ASSIGNMENT:
Although the entries hold pictures, only their words are printed back, exactly as given.

┄┄┄┄┄┄┄┄┄┄┄┄┄┄┄┄┄┄┄┄

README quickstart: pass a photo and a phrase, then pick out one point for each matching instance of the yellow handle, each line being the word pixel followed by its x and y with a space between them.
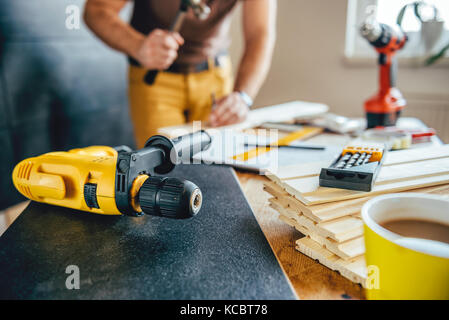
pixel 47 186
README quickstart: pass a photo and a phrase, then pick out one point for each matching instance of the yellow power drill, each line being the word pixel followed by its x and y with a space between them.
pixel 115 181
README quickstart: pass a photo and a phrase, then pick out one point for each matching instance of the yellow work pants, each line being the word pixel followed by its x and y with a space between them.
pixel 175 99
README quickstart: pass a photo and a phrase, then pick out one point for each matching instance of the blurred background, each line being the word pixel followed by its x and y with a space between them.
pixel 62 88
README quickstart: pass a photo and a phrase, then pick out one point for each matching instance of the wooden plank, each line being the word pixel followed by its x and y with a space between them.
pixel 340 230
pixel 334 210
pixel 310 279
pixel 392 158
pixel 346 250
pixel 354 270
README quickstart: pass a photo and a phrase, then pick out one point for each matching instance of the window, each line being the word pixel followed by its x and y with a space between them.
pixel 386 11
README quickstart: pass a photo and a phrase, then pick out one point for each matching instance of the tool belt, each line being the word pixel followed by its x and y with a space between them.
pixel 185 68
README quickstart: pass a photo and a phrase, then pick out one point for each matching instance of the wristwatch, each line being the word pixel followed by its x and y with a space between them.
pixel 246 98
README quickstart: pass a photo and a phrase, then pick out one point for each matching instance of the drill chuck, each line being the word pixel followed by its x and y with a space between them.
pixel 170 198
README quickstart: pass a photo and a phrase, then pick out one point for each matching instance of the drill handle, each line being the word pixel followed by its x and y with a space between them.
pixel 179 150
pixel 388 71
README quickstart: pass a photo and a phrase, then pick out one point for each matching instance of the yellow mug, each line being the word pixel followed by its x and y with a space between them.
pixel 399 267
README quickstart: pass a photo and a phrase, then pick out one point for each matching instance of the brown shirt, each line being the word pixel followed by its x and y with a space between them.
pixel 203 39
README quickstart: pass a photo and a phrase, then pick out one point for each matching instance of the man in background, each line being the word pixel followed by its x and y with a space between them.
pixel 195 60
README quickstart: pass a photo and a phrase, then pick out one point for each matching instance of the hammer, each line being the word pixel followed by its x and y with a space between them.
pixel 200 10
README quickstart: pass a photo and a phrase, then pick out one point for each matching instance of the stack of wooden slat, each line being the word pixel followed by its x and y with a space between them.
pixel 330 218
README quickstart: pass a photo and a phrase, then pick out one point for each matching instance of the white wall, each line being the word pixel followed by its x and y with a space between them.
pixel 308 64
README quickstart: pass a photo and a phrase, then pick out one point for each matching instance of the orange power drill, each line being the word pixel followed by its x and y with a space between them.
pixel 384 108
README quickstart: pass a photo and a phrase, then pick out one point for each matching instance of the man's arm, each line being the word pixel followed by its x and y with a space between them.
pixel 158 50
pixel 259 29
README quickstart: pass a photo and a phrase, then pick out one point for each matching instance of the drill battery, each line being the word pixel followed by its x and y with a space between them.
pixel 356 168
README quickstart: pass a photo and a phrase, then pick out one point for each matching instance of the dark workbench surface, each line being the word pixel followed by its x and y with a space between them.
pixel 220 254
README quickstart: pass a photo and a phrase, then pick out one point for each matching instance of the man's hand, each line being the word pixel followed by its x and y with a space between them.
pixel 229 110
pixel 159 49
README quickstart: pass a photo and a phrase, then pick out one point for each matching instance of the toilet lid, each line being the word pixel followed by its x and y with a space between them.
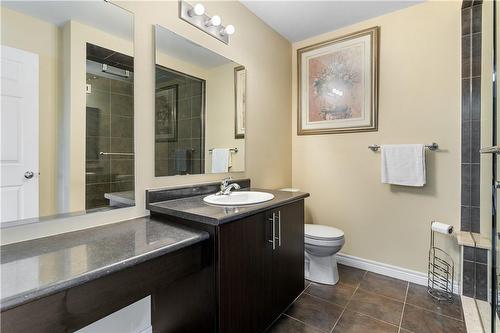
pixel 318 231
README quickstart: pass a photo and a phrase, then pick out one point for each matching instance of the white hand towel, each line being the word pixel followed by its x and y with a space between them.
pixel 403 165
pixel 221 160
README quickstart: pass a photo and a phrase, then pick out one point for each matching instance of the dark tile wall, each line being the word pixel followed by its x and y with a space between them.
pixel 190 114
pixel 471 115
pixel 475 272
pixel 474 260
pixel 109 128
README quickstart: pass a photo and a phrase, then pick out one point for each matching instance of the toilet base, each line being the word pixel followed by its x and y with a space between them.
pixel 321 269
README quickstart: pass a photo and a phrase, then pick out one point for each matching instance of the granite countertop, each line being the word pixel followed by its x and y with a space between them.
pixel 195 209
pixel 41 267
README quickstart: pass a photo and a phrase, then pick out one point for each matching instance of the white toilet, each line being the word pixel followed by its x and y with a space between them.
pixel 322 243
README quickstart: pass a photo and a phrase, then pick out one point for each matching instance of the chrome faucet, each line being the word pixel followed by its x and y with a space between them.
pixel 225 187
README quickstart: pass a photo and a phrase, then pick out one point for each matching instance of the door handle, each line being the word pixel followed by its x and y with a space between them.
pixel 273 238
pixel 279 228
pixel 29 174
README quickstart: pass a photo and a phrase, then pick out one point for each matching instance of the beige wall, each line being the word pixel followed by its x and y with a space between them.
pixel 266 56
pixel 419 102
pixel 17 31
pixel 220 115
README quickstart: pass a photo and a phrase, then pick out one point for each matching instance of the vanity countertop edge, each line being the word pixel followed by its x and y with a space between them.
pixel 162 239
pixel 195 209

┄┄┄┄┄┄┄┄┄┄┄┄┄┄┄┄┄┄┄┄

SOLUTION TO THIS PROBLEM:
README quickstart: pass a photo and a phrase, then pick out one point for each matching instance of the yellow handle, each line being the word pixel followed by its x and y with a space between them.
pixel 47 186
README quickstart: pass a photo and a phrase, then pick out one point for each matching instance of the yellow power drill, each line being the word pixel followed by its x and y with a space between them.
pixel 115 181
README quickstart: pass a photo and a phrase, then pick out one point for each matching instance of the yellow work pants, each line being the word pixel followed by its x and y with a space between them.
pixel 175 99
README quickstart: pass a photo and a phrase, then pick out one point for each matching instance of the blurred background, each line being the word pixel followed by its x and y with a space between them.
pixel 62 88
README quickstart: pass a photo and a phrase, then pick out one point for each matching instance of the wooden plank, each line being the word pixel followed by its x and y with a space between them.
pixel 340 230
pixel 334 210
pixel 310 279
pixel 392 158
pixel 346 250
pixel 354 270
README quickstart: pass a photo and a phrase, then pick out one point for each matching instance of the window, each line being the word pixel followed by its x and y with a space between them.
pixel 386 11
README quickstart: pass a photo and a phrase, then pick out one point for each matching instance of the tool belt, each line being the word pixel followed by its x and y with a space between them.
pixel 185 68
README quickstart: pass a photo and a phrase, then pick out one point for each matching instance of the wristwatch, each line being the word pixel followed by its x and y with a space between them.
pixel 246 98
README quickstart: pass a photo and a phrase, then pick out one point for each matching instance of the drill chuck, each line being the word pixel followed by its x and y with a space between them.
pixel 170 198
README quickstart: pass a photo and a phrase, then pick out one point for each matching instance of the drill handle, each line being the word pixel followed by its x and y with a space between them.
pixel 179 150
pixel 388 71
README quickstart: pass a photo and a phrase, then pick out one point for each matching instance of the yellow mug, each line being the word pixel followed by its x and y with a space between them.
pixel 399 267
README quickstart: pass a photo and a phrase, then pick out one point for each matching instance of the brown shirt, each line being the word pixel followed by its x and y with a space between them.
pixel 203 39
README quickstart: pass a photo and a phrase, then pick out one point for each matching instance of the man in background, each line being the word pixel followed by its x and y with a space between them.
pixel 195 60
README quickstart: pass a photo and a phrase, then pick out one point for each matching instance of the hammer, each line being the word pixel followed by its x and y with a space between them.
pixel 200 10
README quickstart: pass a photo and a phrase, then pick out one point for each matching instance of the stack of wooden slat, each line being the word pixel followed by its x and y with a space between them.
pixel 330 218
README quickstart: pass a photo and a phrase, then pick out one point for each matching instance of the white wall, each line being the word pixel followed by its x and y with a space between them.
pixel 308 64
README quickstart: pass a photo and a phrase, then pick out one point for each matching instance of the orange power drill, each line being the word pixel followed by its x and y with a space between them.
pixel 384 108
README quickstart: pass a photo and a phrase, then pick out one point for each matching instance of the man's arm, each line being the word pixel followed by its x and y with a space between them.
pixel 158 50
pixel 259 29
README quickstart: pass a photo and a phrase, then pick out one point for each matching instance of the drill battery, each line being the word pixel followed by its x and y with a space between them.
pixel 356 168
README quickstart: pass a photo and a phrase, then pick out one point for each matching instance of the dark workbench surface, each line being the word pixel followed by its x and y with a space between them.
pixel 220 254
README quickstart: pass a photo and a phrase, then pick out one point for each matching instance of the man's hand, each line being the word pixel followed by its x and y with a space between them.
pixel 229 110
pixel 159 49
README quickstart: pass a photo and a phrase, then pick out one point for each matching instance of the toilet lid, each line being the word pixel followed by its x and y with a space between them.
pixel 318 231
README quickstart: pass a photo and a phrase, then pick out one point for each matching instance of the white hand towel, each line being the word pixel followed by its x and y with a space between them.
pixel 403 165
pixel 221 160
README quickstart: pass a photo and a phrase, then pick out one point for each matching instance of the dark tile wall, each line being the word pixel followed by its x and y with a space between them.
pixel 190 114
pixel 471 115
pixel 475 272
pixel 474 260
pixel 109 128
README quickstart: pass a photo and a phrase, then pick out one point for each matching instance of the toilet base, each line being the word pixel followed by its x and y with a space between them.
pixel 321 269
README quickstart: pass a photo and a phrase, then pick out one point for each matching instance of the granite countertop, each line being the word pixel followed by its x and y with a space between them.
pixel 195 209
pixel 41 267
README quickstart: pass a photo and a phrase, then pick out one point for each matching instance of the white toilet, each line being the word pixel followed by its x and y with a space between them.
pixel 322 243
README quickstart: pass a photo and a phrase, then pick out one point for each matching instance of the chrome faucet, each line being the word pixel followed by its x and y with a space between them.
pixel 225 187
README quickstart: pass a photo and a phrase, then pick out one point for each matching instance of the door handle, each line being the word pixel followed by its x and y with a space between them.
pixel 273 238
pixel 279 228
pixel 29 174
README quickstart: pass a photo and a phrase, then pick out one point for each matching instance of the beige wall, each line being the word pixel followed by its x and y with a space between them.
pixel 266 56
pixel 419 102
pixel 17 31
pixel 220 115
README quickstart: pass a photo and a phrase, then pick out one point for each matching instance of the vanity countertop edge, each line being the word pixel followed by its x and y with a space between them.
pixel 162 239
pixel 195 209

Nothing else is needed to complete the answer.